◆ Teks Bacaan:
============
Aku adalah Ima Maghfirah, Perempuan yang terlahir di desa kecil bernama Bacem kota Mojokerto. Tulisan ini adalah tentang persiapanku kuliah ke Mesir.
Aku terlahir ditengah-tengah keluarga yang agamis namun kurang dalam finansial, sedari kecil aku membantu ibuku bekerja membuat gorengan yang kami jual di kantin sekolah dasarku MI Darul Hikmah dan kami jajakan pula pada tukang sayur langganan kami. Hal ini berlangsung hingga aku menyelesaikan sekolahku di Madrasah Tsanawiyah Miftahul Qulub. Setelah lulus dari Mts aku dan keluargaku merasa bingung akan melanjutkan sekolah dimana, karena kami tidak mampu menatap biaya pendidikan di lembaga manapun, akhirnya aku memutuskan tuk mondok ke Bogor, pondok milik teman ibuku yang mau membiayai pendidikanku. Namun untuk itu, aku harus bekerja dulu sebagai bekal keberangkatanku kesana. Setelah sebulan aku bekerja di pasar, Guruku mendatangiku dan mengajakku sekolah di yayasan sekolahku dulu MA Miftahul Qulub karena beliau tahu bahwa aku adalah murid berprestasi dan beliau menyayangkan jika aku tidak melanjutkan sekolahku. Akhirnya aku sekolah disana dengan bantuan beliau dan pihak sekolah. Aku sekolah pada sore harinya dan juga belajar agama dipondok di pagi harinya.
============
◆ Data Terdaftar:
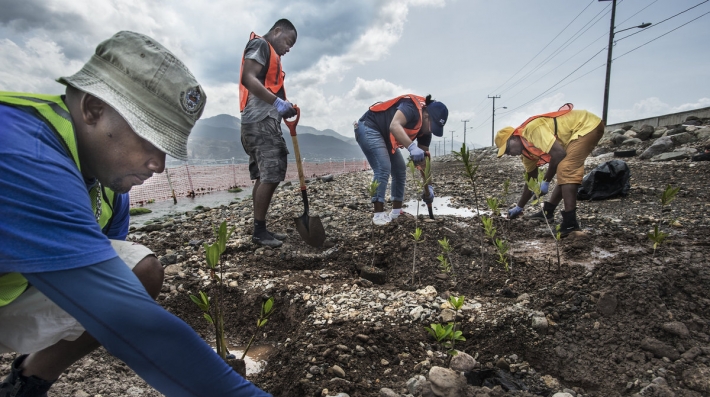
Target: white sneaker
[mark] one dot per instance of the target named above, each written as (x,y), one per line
(381,218)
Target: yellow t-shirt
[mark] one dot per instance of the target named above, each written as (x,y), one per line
(541,132)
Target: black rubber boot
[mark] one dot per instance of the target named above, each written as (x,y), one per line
(549,210)
(18,385)
(569,222)
(278,236)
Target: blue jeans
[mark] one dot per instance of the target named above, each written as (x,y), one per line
(113,306)
(383,163)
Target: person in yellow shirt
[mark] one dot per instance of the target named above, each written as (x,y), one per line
(563,140)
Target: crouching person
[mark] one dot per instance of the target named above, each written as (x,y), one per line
(68,283)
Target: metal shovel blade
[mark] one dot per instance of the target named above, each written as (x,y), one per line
(310,228)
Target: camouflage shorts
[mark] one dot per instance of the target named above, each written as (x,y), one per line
(266,147)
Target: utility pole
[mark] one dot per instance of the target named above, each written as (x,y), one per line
(464,130)
(493,132)
(643,25)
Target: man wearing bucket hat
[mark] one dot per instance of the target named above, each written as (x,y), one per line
(563,140)
(68,283)
(383,130)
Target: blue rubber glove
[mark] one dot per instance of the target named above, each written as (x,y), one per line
(285,108)
(514,212)
(428,198)
(416,153)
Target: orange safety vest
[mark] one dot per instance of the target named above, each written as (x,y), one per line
(531,151)
(419,102)
(274,80)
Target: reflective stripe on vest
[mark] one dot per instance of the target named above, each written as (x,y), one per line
(54,113)
(419,102)
(274,79)
(530,151)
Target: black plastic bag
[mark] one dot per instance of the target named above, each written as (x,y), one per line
(608,180)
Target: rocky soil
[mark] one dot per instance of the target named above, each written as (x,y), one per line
(616,318)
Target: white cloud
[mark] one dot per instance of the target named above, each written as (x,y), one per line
(34,66)
(651,107)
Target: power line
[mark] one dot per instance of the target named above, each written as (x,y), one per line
(554,85)
(481,105)
(634,49)
(563,46)
(637,12)
(692,20)
(656,24)
(547,45)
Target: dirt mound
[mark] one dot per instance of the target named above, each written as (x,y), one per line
============
◆ Perintah Tugas 1:
Jawablah pertanyaan berikut berdasarkan kisah persiapan kuliah ke Mesir.
(a) Di desa mana Ima Maghfirah lahir?
(b) Di mana gorengan buatan ibunya dijual?
(c) Kapan ia bersekolah di MA Miftahul Qulub, dan kapan ia belajar agama di pondok?
◆ Perintah Tugas 2:
Teruskan kisah persiapan kuliah ke Mesir dengan bagian berikutnya, dimulai setelah kalimat terakhir yang tertulis.
Daftar tersebut merupakan bahan tersendiri yang terpisah dari kisah persiapan kuliah ke Mesir.

◆ Jawaban yang Diharapkan 1:
(a) Ia lahir di desa Bacem, kota Mojokerto.
(b) Gorengan itu dijual di kantin sekolah dasarnya, MI Darul Hikmah, dan juga dijajakan kepada tukang sayur langganan mereka.
(c) Ia bersekolah pada sore hari dan belajar agama di pondok pada pagi hari.

◆ Jawaban yang Diharapkan 2:
Sejak lulus Mts aku telah bertekad tuk kuliah di Al-Azhar, namun dengan keberadaanku disana selama setahun membuatku merasa bahwa bekalku tidaklah cukup untuk mengikuti seleksi ke Mesir. Dan dengan dorongan diriku tuk belajar agama lebih intens, aku membuat keputusan besar dalam hidupku, aku harus pergi dari sini. Akhirnya aku pindah ke pondok pesantren Al-Iman di Ponorogo bersama adik keponakanku. Dan aku tahu bahwa aku tak bisa mengandalkan kiriman dari keluargaku tuk membiayai hidupku disana, maka akupun membantu pondok tuk meringankan biayaku, membantu ibu dapur memasak lauk pauk untuk 300 santri di dapur utama. Aku memang tak tahu apa-apa tentang pondok ini sebelumnya, maka setelah aku disini aku sangat terkejut dengan sistem pendidikan disini yang ternyata mengikuti Gontor, 4 tahun tuk menyelesaikan sekolah Aliyahku dan satu tahun mengajar, genaplah 6 tahun aku menghabiskan masa tuk bisa kuliah.
Sebelum aku lulus aku telah meminta izin pada direktrisku tuk mengikuti tes seleksi ke Mesir dan melanjutkan pengabdian setelah kuliah, namun permintaanku ditolak dan aku harus menunggu tahun depan tuk bisa mengikutinya. Selama satu tahun itupun aku bekerja mengumpulkan uang tuk persiapan kesana, akhirnya setelah satu tahun berlalu aku pun mengikuti tes itu bersama kelima temanku yang ingin melanjutkan kuliah disana juga. Kami bergabung dengan mediator Dar El Fahri tuk membantu kepengurusan kami.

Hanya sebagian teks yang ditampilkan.